### GIVEN TASK
Count the lines in the listing that contain the string "sign", matching case exactly, and give only the number.

########

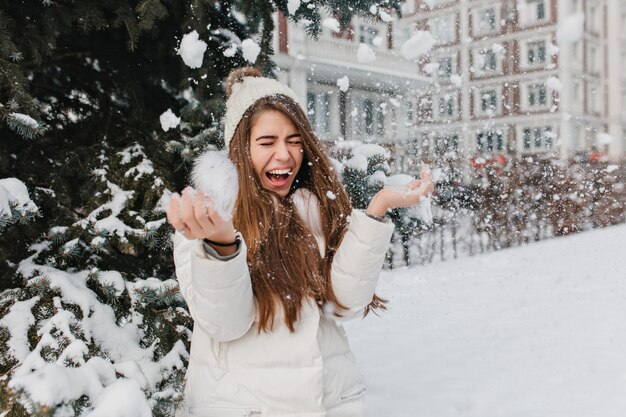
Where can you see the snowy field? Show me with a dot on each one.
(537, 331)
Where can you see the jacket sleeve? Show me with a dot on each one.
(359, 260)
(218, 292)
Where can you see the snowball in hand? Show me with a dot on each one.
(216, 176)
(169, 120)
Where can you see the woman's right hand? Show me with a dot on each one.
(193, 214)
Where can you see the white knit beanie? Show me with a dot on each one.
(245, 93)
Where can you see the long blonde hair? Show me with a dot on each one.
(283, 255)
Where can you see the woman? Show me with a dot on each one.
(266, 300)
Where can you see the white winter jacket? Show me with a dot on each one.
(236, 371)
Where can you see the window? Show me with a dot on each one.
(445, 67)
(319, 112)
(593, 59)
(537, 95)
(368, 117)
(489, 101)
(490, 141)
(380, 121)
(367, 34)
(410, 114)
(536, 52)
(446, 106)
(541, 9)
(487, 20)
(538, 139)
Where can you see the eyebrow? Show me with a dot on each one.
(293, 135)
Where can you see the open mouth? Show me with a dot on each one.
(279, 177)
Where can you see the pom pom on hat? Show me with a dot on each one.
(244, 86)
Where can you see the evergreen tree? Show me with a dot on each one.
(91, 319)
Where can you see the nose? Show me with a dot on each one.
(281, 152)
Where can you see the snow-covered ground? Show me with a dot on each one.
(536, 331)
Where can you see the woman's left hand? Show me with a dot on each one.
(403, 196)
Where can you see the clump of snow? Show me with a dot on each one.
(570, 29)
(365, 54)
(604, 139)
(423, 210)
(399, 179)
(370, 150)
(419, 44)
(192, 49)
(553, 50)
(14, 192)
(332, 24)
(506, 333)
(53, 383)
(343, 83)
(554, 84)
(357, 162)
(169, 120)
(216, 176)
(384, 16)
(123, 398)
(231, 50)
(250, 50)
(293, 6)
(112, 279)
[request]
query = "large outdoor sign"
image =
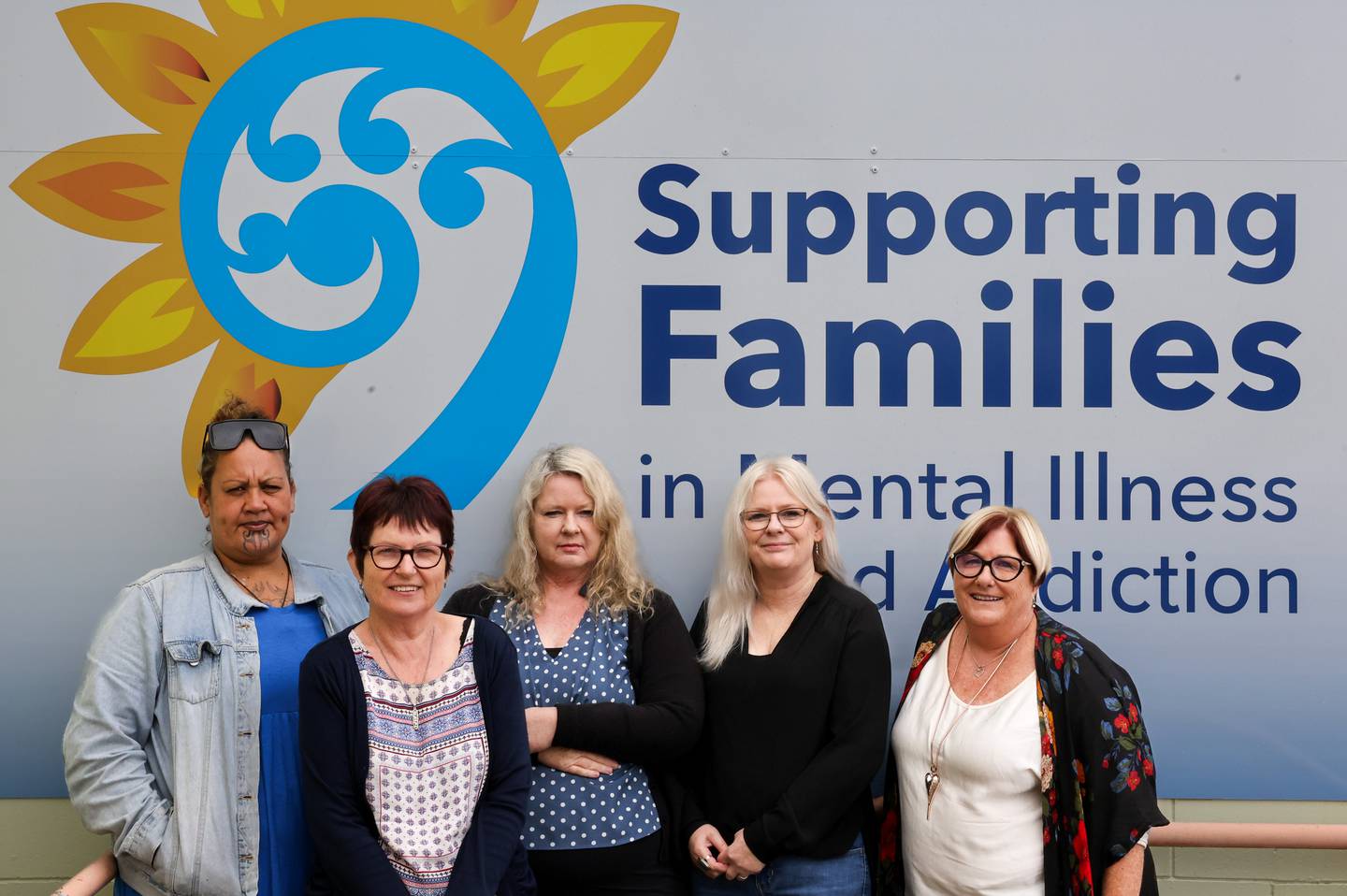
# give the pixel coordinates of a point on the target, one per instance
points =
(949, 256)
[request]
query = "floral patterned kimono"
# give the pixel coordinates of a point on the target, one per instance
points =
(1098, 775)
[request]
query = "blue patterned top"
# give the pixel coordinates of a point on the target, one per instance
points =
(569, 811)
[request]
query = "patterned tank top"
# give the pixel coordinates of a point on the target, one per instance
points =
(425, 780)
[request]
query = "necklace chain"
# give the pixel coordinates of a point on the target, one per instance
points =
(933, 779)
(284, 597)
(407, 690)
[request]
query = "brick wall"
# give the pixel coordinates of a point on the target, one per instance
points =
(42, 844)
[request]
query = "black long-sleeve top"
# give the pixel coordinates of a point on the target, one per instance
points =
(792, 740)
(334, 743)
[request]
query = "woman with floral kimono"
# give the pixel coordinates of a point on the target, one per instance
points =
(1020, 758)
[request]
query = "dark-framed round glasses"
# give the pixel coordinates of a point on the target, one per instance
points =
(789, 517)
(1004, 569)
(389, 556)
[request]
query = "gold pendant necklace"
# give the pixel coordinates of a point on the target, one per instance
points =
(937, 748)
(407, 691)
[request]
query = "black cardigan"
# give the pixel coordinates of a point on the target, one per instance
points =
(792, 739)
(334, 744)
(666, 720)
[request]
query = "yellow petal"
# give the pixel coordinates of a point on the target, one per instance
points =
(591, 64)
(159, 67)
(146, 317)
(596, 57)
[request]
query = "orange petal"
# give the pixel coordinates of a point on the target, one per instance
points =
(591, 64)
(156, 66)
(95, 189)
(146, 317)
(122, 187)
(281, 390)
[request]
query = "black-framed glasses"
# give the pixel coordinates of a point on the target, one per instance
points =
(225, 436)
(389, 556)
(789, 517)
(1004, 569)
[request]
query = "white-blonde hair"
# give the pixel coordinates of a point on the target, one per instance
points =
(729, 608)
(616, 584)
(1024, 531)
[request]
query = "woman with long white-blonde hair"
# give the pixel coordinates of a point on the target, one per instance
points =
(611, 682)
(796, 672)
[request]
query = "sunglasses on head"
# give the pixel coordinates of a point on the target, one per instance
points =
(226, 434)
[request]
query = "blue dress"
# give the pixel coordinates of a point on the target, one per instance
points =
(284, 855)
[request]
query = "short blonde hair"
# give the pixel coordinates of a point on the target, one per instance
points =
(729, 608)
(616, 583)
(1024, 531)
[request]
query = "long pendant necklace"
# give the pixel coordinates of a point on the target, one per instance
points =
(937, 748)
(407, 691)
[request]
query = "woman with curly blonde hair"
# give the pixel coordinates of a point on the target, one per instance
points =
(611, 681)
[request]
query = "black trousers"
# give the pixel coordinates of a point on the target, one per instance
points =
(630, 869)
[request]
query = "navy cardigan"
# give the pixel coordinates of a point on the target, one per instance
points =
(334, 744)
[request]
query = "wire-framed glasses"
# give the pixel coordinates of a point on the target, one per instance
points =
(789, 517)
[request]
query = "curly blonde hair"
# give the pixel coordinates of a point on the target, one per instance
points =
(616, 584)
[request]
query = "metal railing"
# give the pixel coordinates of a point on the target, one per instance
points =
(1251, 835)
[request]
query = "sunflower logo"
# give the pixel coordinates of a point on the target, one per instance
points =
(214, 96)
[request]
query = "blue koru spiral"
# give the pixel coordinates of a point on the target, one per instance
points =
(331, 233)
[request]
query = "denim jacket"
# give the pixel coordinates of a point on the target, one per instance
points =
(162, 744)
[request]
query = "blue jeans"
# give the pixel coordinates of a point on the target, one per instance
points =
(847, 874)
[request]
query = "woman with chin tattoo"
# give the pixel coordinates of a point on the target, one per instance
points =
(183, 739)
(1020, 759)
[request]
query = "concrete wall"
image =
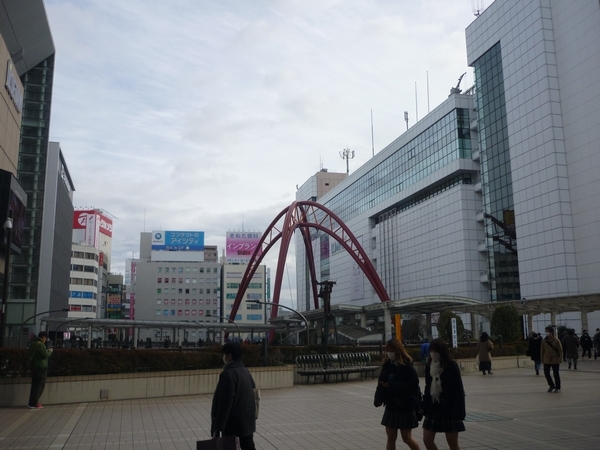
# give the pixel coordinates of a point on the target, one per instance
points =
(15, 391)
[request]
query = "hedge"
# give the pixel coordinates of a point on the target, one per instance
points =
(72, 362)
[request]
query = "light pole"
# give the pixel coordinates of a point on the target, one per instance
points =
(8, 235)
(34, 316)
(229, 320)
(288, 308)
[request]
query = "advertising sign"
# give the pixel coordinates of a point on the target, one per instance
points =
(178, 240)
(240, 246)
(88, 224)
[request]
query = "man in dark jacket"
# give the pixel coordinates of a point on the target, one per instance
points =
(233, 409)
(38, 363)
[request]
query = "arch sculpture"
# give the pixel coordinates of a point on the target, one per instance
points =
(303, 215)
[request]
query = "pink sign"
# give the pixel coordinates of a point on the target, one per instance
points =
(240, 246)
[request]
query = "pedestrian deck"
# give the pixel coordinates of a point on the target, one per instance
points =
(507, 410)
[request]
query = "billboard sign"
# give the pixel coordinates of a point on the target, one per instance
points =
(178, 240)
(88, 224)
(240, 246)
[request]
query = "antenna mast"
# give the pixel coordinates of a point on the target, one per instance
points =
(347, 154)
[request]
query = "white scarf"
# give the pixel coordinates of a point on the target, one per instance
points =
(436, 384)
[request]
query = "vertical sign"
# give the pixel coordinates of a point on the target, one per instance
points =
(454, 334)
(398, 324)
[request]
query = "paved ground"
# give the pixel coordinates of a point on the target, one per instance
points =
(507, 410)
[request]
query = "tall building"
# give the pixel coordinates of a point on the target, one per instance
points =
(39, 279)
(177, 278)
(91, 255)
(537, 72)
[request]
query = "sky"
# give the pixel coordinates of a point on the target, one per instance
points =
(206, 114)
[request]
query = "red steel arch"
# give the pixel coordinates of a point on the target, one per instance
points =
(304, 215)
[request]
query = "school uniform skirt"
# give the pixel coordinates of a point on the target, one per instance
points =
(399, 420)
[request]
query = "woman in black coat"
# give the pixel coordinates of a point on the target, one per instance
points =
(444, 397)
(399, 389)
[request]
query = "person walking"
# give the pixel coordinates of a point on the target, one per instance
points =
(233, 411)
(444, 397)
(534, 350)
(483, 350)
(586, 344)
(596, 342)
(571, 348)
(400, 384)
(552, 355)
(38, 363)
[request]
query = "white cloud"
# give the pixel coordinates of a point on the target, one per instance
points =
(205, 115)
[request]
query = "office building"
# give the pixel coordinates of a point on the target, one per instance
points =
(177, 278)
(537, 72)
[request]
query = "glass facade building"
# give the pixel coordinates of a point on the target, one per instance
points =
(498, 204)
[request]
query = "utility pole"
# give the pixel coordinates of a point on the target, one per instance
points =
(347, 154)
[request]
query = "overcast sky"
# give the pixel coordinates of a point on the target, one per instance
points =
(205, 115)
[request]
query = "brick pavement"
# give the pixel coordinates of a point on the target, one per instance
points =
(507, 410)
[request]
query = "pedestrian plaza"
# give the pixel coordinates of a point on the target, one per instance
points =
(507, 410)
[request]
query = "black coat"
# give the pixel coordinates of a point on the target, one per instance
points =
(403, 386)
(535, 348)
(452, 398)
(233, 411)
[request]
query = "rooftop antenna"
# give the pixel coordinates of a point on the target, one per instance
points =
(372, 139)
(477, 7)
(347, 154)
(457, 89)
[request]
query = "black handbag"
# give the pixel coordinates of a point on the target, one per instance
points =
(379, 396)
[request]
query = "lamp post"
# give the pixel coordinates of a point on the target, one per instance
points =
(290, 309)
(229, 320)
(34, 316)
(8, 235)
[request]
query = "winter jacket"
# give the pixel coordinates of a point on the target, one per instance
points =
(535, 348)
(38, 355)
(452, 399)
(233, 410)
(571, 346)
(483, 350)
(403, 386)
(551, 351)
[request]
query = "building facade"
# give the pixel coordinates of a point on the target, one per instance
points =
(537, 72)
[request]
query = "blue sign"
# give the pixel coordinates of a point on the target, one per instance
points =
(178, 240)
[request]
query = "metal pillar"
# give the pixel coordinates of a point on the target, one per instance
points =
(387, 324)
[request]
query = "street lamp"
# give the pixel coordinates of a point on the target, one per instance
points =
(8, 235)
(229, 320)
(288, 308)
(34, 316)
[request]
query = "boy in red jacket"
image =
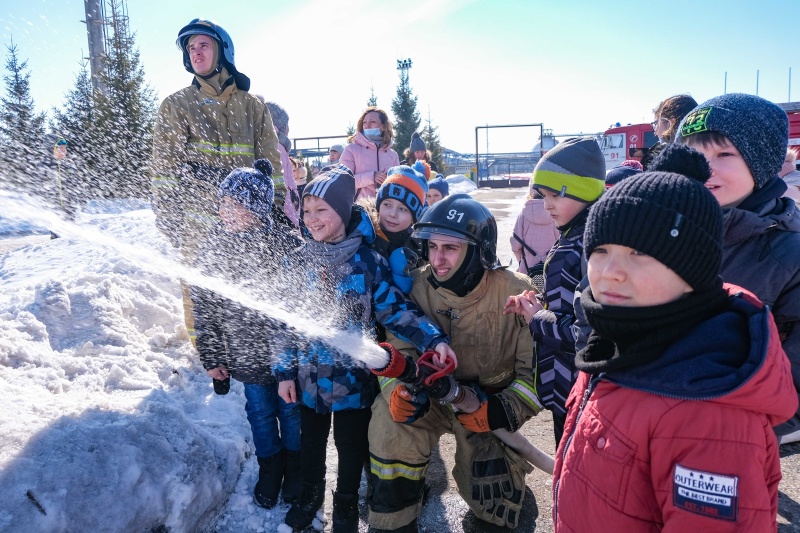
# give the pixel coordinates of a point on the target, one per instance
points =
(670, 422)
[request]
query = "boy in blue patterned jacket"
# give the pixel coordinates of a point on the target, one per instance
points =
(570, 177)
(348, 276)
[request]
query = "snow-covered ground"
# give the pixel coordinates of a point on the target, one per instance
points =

########

### WRITTEN ANSWER
6